What you are asked to do
In the data below, find the line containing "orange leg present."; reproduce that line and all subsequent lines exactly, and nothing else.
#####
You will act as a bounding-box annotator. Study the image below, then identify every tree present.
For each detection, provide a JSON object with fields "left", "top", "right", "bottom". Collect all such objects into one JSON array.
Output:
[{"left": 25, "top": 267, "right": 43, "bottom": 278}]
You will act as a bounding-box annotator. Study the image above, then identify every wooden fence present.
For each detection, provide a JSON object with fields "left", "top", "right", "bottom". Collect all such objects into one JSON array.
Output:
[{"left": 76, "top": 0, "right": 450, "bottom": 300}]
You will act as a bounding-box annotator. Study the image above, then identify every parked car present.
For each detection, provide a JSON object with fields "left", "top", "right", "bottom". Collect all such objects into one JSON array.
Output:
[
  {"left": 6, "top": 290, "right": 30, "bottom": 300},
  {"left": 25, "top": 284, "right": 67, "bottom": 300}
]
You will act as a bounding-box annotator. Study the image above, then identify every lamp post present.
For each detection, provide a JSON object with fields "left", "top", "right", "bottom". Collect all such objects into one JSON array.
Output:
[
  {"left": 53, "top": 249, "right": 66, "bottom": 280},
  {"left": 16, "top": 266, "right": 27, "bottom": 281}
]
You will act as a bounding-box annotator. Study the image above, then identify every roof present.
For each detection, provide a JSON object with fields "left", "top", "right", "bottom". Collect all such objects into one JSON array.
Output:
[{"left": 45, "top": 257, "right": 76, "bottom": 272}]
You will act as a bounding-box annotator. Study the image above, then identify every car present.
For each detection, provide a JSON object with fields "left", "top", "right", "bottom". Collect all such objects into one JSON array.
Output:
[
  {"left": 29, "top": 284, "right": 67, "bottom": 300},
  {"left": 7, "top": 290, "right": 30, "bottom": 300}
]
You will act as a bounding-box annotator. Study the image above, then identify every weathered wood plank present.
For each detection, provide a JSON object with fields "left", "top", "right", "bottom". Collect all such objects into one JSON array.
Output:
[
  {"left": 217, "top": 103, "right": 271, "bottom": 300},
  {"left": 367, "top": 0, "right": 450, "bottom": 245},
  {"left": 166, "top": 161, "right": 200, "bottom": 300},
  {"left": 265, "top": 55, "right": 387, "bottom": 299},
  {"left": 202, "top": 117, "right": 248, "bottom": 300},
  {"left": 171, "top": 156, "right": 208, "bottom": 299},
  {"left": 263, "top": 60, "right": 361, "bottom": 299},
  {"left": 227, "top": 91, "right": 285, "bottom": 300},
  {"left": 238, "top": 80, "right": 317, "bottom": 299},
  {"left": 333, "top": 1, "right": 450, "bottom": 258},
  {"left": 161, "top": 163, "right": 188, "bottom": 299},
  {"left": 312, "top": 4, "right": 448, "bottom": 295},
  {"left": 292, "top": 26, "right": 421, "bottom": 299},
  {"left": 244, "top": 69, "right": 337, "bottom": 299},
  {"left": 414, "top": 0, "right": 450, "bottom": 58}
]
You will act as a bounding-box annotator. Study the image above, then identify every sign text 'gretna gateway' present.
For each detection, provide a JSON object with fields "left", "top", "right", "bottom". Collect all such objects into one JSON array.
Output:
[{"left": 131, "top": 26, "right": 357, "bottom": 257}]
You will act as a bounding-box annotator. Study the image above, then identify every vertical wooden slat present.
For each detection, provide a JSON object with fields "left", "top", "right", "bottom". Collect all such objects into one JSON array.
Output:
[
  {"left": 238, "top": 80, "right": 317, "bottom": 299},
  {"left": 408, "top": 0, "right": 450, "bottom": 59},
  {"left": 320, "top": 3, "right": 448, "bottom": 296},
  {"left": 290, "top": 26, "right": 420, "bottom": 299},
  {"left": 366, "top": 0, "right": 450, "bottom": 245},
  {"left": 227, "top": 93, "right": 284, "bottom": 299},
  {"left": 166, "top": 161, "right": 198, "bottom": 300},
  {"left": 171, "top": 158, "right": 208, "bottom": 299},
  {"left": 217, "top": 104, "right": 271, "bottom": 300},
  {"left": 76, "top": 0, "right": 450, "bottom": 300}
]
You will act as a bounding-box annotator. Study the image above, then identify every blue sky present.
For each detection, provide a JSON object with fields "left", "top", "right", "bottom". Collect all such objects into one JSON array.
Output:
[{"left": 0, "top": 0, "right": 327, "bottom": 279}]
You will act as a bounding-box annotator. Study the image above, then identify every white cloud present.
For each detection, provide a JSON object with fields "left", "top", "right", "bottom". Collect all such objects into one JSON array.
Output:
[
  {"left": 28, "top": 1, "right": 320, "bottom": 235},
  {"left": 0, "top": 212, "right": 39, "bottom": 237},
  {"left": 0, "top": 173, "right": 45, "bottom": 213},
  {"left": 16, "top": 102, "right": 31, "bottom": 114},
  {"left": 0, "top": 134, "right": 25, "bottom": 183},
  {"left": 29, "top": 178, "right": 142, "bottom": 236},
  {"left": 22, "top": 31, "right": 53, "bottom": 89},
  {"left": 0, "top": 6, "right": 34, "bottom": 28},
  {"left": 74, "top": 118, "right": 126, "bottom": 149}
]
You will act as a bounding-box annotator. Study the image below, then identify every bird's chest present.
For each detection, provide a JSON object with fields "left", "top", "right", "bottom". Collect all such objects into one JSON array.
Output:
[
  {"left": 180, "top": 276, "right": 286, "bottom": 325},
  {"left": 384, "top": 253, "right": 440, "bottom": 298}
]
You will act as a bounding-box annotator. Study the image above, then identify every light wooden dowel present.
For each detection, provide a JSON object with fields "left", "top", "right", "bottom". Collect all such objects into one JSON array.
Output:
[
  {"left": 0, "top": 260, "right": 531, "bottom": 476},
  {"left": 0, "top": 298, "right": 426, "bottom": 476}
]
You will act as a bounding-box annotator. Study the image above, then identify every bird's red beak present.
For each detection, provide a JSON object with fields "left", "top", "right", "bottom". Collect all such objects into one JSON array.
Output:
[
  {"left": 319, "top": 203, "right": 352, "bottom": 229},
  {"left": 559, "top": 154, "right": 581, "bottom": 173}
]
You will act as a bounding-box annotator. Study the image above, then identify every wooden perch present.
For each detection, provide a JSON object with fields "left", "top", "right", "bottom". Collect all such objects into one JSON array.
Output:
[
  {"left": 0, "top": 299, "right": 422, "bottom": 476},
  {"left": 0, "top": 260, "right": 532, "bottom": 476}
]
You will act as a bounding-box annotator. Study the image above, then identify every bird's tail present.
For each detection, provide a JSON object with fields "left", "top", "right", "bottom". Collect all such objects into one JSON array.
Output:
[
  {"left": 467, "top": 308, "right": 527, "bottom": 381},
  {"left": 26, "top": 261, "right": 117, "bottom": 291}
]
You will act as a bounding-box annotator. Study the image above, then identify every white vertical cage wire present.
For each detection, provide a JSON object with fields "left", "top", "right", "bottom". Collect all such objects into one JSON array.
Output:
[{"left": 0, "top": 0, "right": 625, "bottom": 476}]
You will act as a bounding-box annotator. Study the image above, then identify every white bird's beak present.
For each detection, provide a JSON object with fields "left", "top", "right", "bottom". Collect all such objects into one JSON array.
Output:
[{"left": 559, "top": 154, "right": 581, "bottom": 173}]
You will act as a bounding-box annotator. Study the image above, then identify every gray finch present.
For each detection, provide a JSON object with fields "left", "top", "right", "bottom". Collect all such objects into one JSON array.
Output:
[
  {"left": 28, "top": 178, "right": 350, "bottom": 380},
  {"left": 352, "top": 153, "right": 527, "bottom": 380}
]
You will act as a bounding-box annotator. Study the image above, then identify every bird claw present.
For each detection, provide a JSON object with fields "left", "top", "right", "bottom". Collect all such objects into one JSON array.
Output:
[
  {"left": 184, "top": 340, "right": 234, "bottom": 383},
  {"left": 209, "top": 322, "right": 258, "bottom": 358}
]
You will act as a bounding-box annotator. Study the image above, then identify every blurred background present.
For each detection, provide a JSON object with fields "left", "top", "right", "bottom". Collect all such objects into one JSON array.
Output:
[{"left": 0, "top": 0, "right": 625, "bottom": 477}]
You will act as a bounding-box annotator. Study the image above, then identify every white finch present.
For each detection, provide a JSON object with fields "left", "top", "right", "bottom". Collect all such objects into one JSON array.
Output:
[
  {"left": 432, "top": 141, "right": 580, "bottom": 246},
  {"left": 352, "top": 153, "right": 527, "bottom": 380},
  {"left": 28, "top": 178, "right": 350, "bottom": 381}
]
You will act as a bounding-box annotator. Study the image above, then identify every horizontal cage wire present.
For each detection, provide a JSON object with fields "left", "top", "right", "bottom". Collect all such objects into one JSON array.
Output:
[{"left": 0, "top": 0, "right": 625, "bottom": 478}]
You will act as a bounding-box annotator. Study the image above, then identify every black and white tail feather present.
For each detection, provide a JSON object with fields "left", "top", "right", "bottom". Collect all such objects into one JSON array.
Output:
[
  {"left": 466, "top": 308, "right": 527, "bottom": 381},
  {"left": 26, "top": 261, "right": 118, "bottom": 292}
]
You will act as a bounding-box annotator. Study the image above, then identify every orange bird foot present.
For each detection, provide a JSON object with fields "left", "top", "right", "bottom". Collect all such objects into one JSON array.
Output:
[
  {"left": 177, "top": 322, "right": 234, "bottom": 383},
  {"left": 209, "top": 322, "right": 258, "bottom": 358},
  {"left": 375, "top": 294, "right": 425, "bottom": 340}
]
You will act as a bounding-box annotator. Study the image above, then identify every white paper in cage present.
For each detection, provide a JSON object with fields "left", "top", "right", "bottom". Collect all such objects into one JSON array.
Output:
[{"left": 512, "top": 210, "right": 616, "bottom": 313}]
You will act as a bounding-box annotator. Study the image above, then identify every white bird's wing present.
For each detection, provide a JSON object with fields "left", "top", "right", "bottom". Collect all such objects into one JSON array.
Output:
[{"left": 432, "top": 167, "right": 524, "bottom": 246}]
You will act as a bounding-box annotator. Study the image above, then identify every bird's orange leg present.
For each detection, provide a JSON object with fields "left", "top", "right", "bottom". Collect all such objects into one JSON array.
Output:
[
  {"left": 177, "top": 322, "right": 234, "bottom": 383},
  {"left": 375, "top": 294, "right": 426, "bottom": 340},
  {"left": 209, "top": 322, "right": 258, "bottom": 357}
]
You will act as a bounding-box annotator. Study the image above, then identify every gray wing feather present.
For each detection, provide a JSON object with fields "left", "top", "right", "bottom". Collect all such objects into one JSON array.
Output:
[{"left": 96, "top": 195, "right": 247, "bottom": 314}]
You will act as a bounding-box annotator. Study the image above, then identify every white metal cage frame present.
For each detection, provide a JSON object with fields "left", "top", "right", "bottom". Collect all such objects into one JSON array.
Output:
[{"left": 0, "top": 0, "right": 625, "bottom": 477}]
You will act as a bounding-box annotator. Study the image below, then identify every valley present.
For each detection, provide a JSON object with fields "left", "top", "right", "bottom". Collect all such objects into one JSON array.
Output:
#####
Expected output
You will act as a bounding-box annotator. Study the image above, then identify every bird's orange leg present.
For each detection, provide a JSON object with fields "left", "top", "right", "bottom". Collect all such objects into one JSON array.
Output:
[
  {"left": 177, "top": 322, "right": 234, "bottom": 383},
  {"left": 375, "top": 294, "right": 426, "bottom": 340},
  {"left": 209, "top": 322, "right": 258, "bottom": 357}
]
You will act as a bounding-box annotator. Study the image above, then identify every gray wing feather present.
For each detection, provide a JSON object with fields "left", "top", "right", "bottom". Collect all such objects into one JSON array.
Output:
[{"left": 96, "top": 195, "right": 247, "bottom": 314}]
You will act as a bounding-box annotator. Study the image above, then identify every white metal cage frame present.
For each detection, provide a JSON object with fields "left", "top", "right", "bottom". Collect all such objects into one JSON array.
Output:
[{"left": 0, "top": 0, "right": 625, "bottom": 477}]
You will act as a bounding-box annotator. Study the image below, then identify every valley present.
For each detection, provide a JSON object with fields "left", "top", "right", "bottom". Collect all such objects into one JSON array.
Output:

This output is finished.